== WORK TO COMPLETE ==
Write out the entries once more, exactly as they appear.

== INPUT DATA ==

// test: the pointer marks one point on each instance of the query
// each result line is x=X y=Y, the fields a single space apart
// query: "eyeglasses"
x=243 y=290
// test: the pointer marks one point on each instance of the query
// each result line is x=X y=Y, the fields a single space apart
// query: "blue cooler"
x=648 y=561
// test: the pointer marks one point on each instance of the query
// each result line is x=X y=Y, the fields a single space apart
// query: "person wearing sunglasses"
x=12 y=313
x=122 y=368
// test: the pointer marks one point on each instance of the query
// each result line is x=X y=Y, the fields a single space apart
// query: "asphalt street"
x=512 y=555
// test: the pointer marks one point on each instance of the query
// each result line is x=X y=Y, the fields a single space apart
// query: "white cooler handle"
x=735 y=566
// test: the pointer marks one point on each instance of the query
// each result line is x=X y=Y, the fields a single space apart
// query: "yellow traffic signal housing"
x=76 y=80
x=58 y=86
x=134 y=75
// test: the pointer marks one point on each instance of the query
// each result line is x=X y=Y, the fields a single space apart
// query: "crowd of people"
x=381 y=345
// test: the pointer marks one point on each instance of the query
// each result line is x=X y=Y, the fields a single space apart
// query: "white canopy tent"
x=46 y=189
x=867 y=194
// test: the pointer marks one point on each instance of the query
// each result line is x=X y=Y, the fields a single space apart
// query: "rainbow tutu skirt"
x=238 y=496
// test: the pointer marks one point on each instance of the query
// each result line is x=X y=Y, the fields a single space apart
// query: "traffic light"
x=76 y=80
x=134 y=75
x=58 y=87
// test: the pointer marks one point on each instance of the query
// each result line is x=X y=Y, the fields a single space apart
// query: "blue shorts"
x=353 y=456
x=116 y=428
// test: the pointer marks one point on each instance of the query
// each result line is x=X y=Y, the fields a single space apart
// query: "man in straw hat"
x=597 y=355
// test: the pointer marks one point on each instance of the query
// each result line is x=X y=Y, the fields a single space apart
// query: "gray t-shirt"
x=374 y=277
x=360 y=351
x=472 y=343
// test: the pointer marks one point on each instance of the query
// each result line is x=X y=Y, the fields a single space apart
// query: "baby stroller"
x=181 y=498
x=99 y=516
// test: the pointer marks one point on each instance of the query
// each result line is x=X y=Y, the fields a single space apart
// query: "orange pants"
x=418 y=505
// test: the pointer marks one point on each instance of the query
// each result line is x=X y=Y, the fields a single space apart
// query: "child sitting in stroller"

== ANSWER SECTION ==
// test: the pointer marks one point on each instance of the query
// each result line is x=X y=Y, the fields a single space apart
// query: "eyeglasses"
x=243 y=290
// test: the pointer marks one point on each instance of the query
// each result line is x=X y=Y, the fields a single space apart
// query: "blue cooler"
x=648 y=561
// test: the pointer marks one point on each instance of the query
// each result line is x=X y=Y, the fields a single space apart
// query: "person wearing sunglasses"
x=12 y=313
x=122 y=368
// test: the pointer marks one point on each instance of the query
// each result line is x=X y=Y, the fields a single space apart
// query: "asphalt street"
x=512 y=555
// test: the pointer marks one point on each instance of the query
// each result line is x=X y=Y, the fields a single space apart
// query: "white cooler handle"
x=735 y=566
// test: the pointer marks one point on each instance of the query
// each result line is x=X y=Y, the fields a single space apart
// query: "yellow traffic signal housing"
x=76 y=80
x=58 y=86
x=134 y=75
// test: the pointer marks one point on each instance of the query
// each result line is x=X y=Y, the fields a single space apart
// query: "crowd of people"
x=381 y=345
// test: the pointer marks one point on each instance of the query
// each result line is x=X y=Y, the fields a single space apart
// query: "white canopy tent"
x=46 y=189
x=867 y=194
// test: the pointer marks one point on each instance of the query
// each result line is x=X y=Y, the fields a single space apart
// query: "rainbow tutu skirt"
x=238 y=496
// test: the pointer marks one point on each instance of the query
// each result line is x=X y=Y, the fields a single space apart
// query: "traffic light"
x=76 y=80
x=134 y=75
x=58 y=87
// test: the pointer marks one point on each instance of the query
// each result line is x=X y=Y, the fields a single space apart
// query: "blue shorts"
x=353 y=456
x=116 y=428
// test: the pointer marks one point on each instance of the query
// each result line is x=X y=Y, the fields a single space apart
// query: "man in straw hat"
x=597 y=355
// test: the pointer marks one point on each instance of the query
// each result line is x=X y=Y, the fields a single space apart
// query: "gray t-shirt"
x=374 y=277
x=360 y=351
x=472 y=343
// test: the pointer marks one point on each instance of the query
// each result line is x=X y=Y, the fields a single space apart
// query: "baby stroller"
x=181 y=498
x=99 y=516
// test: the pointer marks one point on each instance of the query
// each result line is x=X y=Y, the fields a single space apart
// query: "orange pants"
x=418 y=505
// test: the pointer marks one point on each instance of the query
// each result line is x=X y=Y, the fields a single space apart
// query: "child sitting in stroller"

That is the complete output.